> **Work to complete**
Show all lines from the material that carry the word "sign".

> **Source material**
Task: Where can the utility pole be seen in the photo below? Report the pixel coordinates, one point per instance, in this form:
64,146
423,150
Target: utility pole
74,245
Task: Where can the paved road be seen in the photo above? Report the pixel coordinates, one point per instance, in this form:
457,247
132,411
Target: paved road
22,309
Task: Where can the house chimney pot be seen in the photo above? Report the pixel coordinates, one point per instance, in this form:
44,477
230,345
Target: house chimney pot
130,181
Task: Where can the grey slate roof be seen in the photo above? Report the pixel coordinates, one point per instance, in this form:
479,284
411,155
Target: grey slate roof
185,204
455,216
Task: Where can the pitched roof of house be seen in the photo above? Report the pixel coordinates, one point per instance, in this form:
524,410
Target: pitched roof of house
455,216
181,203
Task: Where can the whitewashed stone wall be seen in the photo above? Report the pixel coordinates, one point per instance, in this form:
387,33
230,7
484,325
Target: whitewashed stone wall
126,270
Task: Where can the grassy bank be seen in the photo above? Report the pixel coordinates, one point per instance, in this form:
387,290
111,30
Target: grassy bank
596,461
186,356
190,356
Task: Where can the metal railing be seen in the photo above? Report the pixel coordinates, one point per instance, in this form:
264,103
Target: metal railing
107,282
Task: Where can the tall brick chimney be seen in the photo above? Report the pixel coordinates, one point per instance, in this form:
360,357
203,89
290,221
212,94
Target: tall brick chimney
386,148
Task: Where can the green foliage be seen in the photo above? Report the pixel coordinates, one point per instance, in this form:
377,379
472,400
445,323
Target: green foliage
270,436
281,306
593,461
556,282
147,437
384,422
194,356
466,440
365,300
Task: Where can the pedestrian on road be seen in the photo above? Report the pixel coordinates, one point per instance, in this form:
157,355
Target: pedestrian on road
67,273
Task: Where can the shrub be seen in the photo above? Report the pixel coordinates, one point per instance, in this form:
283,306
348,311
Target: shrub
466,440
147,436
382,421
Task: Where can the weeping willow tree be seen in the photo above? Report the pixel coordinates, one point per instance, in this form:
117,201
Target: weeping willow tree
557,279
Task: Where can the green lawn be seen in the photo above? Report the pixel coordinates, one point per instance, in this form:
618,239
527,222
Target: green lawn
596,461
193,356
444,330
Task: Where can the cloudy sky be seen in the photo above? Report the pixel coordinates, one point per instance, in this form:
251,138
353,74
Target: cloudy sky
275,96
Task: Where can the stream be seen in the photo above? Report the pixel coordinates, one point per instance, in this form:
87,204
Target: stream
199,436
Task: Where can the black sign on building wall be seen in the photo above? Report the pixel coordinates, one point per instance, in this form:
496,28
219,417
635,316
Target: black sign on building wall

> **Answer to the problem**
Task: Where can the black sign on building wall be seen in the photo above? Report the pixel coordinates, one point per instance, in this form:
Target: black sign on building wall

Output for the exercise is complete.